# TEXT FOR ANALYSIS
By Megan Elaine Finke
Nonprofit Sector News
April 13, 2021
The National Urban League already has had conversations with “senior leaders in government” about its new plan, released in late January, to get broadband internet access to all Americans.
Although about 85% of all Americans have broadband access, the Urban League stresses that only about 54% of households with total incomes less than $50,000 have broadband access.
Broadband internet is a high-capacity transmission technique using a wide range of frequencies, which allows simultaneous communication of large amounts, and many types, of internet content.
The Urban League’s comprehensive report, The Lewis Latimer Plan for Digital Equity and Inclusion, addresses the continued and increased digital divide and those impacted. During the pandemic, many Americans lost access to broadband internet and relatively few gained it. “This disproportionately impacted African-Americans, people of color, those in rural America, and low-income families,” the NUL said.
Edward Smith, senior director of the Lewis Latimer Plan, says the digital divide has increased due to the “economic crisis,” left by COVID-19, “social and civil rights,” following the killing of George Floyd and the “political and civic crisis that we’ve seen with the extremely divided political climate that we have in America.”
“Not having access to broadband and not being able to afford broadband and then not be able to utilize broadband are going to have terrible, terrible consequences, far worse than they’ve had up until now,” Smith said. “And we’re seeing it already.”
Ongoing “digital divide” issues, “…have been recognized for a long time by policymakers, and scholars and experts as being extremely harmful from social economic health, educational and employment,” Smith said.
The Latimer Plan has “certainly sparked conversations and it started people talking through ideas and, and to be honest, the principal goal here is to create a more equitable and inclusive society,” Smith explained. “And so that’s our objective.”
The Urban League says “the Latimer plan addresses ‘the three A’s’—availability, adoption, and access to economic opportunities.” Furthermore, it explores five digital gaps: the availability gap, the adoption gap, the affordability gap, the access-to-economic-opportunity gap, and the utilization gap.

# EXERCISES
**1.** According to the article on the National Urban League's broadband plan, what share of households with total incomes under $50,000 have broadband access?
**2.** Go on with the article on the National Urban League's broadband plan, picking up right after its final sentence.
The data has no connection to the article on the National Urban League's broadband plan.

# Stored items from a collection
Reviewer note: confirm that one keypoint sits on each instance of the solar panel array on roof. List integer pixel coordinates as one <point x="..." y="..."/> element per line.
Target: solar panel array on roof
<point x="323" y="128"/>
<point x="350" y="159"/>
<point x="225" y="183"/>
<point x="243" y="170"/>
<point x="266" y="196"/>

# RESPONSES TO THE EXERCISE
**1.** About 54%.

**2.**
The availability gap covers the issue of people being unable access to broadband networks and various results on what happens in these situations. The adoption gap covers those who have not brought broadband into their homes and why.
The affordability gap explores the issue of millions of Americans not being able to afford broadband internet access. “Surveying indicates that the biggest reason by far that people don’t adopt is affordability,” Smith said. The utilization gap covers how people use digital platforms and the services on them. The access-to-economic-opportunity gap explains how opportunities through internet access are not equitably distributed through society, particularly Black and Brown communities.
“That is in recognition of the fact that the benefits and wealth creation that has been driven by this digital economy, that we have hundreds of billions of dollars of wealth creation, has been driven by the deployment of broadband networks,” Smith said. “And the internet economy that has come out of it, that the access to an opportunity to benefit from that has largely not been equitably shared,”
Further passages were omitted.